→ **JOB**
All of the data below must be repeated exactly.

→ **SOURCE RECORDS**
■ ■ ■ ■
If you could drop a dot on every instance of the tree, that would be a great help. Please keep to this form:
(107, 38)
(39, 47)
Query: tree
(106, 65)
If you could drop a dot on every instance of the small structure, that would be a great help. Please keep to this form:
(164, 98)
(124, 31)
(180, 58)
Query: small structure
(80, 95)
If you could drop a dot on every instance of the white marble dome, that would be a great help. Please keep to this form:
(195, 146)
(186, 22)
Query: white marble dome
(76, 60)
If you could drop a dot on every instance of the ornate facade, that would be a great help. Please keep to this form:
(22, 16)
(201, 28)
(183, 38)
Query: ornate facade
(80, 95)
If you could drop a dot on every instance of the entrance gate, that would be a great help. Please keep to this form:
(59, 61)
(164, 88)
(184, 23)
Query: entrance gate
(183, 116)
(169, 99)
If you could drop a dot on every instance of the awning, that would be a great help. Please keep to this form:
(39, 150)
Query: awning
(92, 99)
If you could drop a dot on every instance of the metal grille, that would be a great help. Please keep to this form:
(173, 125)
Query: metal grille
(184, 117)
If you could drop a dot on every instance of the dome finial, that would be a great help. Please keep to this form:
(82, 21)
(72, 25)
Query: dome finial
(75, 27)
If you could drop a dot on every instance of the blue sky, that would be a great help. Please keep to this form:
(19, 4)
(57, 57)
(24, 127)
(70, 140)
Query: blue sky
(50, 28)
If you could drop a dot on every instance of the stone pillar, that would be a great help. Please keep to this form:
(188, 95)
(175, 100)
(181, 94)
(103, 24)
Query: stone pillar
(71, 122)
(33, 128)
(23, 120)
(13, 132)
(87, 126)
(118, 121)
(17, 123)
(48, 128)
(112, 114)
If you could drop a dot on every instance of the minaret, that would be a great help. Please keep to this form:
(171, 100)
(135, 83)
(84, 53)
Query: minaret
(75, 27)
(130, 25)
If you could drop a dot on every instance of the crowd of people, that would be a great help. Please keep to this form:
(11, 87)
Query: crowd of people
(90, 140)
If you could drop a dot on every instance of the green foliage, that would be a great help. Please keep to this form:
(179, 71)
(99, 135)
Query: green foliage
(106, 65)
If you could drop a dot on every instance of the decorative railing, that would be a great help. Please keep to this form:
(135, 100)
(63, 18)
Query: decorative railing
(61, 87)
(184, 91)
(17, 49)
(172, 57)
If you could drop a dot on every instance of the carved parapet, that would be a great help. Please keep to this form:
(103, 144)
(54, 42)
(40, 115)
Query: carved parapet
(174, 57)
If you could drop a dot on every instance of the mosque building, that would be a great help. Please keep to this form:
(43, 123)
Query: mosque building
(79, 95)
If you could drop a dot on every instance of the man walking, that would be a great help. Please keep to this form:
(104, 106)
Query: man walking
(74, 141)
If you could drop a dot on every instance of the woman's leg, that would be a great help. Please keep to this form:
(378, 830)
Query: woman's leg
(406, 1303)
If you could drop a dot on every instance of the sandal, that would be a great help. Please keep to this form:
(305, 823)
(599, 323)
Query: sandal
■ ■ ■ ■
→ **EXERCISE OUTPUT**
If you could drop a dot on every instance of the tree, that would be a great help. Please keep to this form:
(107, 38)
(39, 47)
Query: tree
(106, 65)
If you could drop a dot on every instance of the small structure, that would be a great help. Please keep to this form:
(164, 98)
(124, 31)
(180, 58)
Query: small structure
(80, 95)
If you could drop a dot on every instance of the white marble dome, that would be a great help. Please keep to this form:
(195, 146)
(186, 22)
Query: white marble dome
(76, 60)
If you could drop a dot on every instance of the ornate facade, that would be a great help. Please keep to this form:
(22, 16)
(201, 28)
(183, 38)
Query: ornate facade
(80, 95)
If you could drop a dot on every instance of the entrance gate, that would be a great help. Please keep to this form:
(59, 61)
(164, 88)
(184, 23)
Query: entrance gate
(183, 116)
(169, 99)
If you could drop a dot on every instance of the awning, that would be a great help. Please keep to this form:
(39, 150)
Query: awning
(92, 99)
If you could drop a dot on every instance of the metal grille, that would be a great help. Please keep to this form:
(173, 125)
Query: metal grille
(184, 117)
If you could drop a dot on every instance of the dome finial, that would be a great help. Please keep to this form:
(82, 21)
(72, 25)
Query: dome finial
(75, 27)
If you could drop a dot on every instance of the blue sky, that would be a great help. Please keep to this form:
(19, 4)
(57, 57)
(24, 127)
(70, 140)
Query: blue sky
(50, 28)
If you could drop a dot on every instance of the stone pillar, that would be a great help. Please keep to this form:
(188, 95)
(175, 100)
(181, 94)
(103, 24)
Query: stone pillar
(71, 122)
(33, 128)
(23, 120)
(13, 132)
(87, 126)
(118, 121)
(17, 123)
(48, 128)
(112, 114)
If you could drop a dot on every instance of the minaret, that would be a great help. Please keep to this form:
(171, 100)
(135, 83)
(84, 53)
Query: minaret
(75, 27)
(130, 25)
If you could drop a dot on every instance of the crowd of people, that would be a great help. Please keep to this form:
(11, 87)
Query: crowd of people
(90, 140)
If you could drop a dot on every instance of the green foliage, that would be a great help. Please keep to this form:
(179, 71)
(99, 135)
Query: green foliage
(106, 65)
If you could drop a dot on every instance of the decorative railing, that would be a great help. Please keep to this form:
(135, 100)
(63, 18)
Query: decorative railing
(61, 87)
(184, 91)
(17, 49)
(172, 57)
If you could drop a dot on every instance of the carved parapet, that would be a great help. Please keep to this form:
(103, 144)
(54, 42)
(40, 115)
Query: carved parapet
(174, 57)
If you could drop a dot on every instance of the mosque building, that would be a great help. Please keep to this form:
(43, 123)
Query: mosque building
(79, 95)
If you could drop a dot on every instance of the man walking, that would be a great help. Please keep to this form:
(104, 106)
Query: man walking
(74, 141)
If you could drop a dot on every instance of the woman's leg, that would be a great help. Please keep to this form:
(378, 830)
Query: woman's leg
(406, 1303)
If you could drop a dot on every instance of the sandal, that would be a great help. Please keep to this form:
(305, 823)
(599, 323)
Query: sandal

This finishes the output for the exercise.